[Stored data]
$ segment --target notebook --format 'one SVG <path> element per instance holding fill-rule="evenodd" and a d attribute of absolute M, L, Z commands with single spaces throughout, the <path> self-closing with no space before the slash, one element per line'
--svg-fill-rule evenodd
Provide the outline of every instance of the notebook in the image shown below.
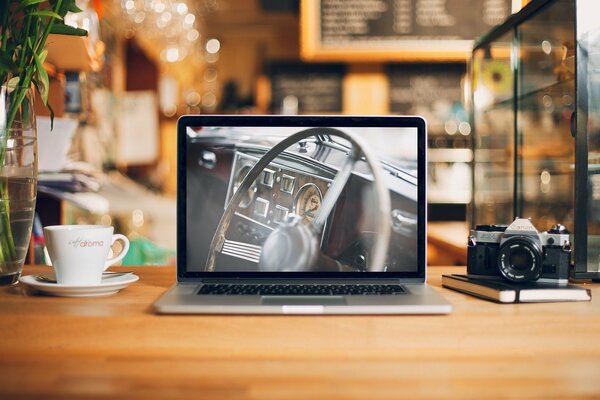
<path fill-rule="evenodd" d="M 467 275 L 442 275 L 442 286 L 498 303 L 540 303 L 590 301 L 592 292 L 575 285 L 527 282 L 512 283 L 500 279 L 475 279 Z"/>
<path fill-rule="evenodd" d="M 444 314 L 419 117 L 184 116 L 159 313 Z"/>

• Exercise aim: Give the records back exactly. Leave the pictures out.

• Output for this exercise:
$ segment --target notebook --format 'one SVG <path> element per instance holding fill-rule="evenodd" and a d attribute of absolute M, L, Z commands with single spaces throughout, the <path> self-closing with no space before the slash, one element per line'
--svg-fill-rule evenodd
Provide the outline of every instance of the notebook in the image shown below.
<path fill-rule="evenodd" d="M 467 275 L 442 275 L 442 286 L 498 303 L 540 303 L 590 301 L 592 292 L 575 285 L 527 282 L 512 283 L 500 279 L 475 279 Z"/>
<path fill-rule="evenodd" d="M 444 314 L 419 117 L 184 116 L 159 313 Z"/>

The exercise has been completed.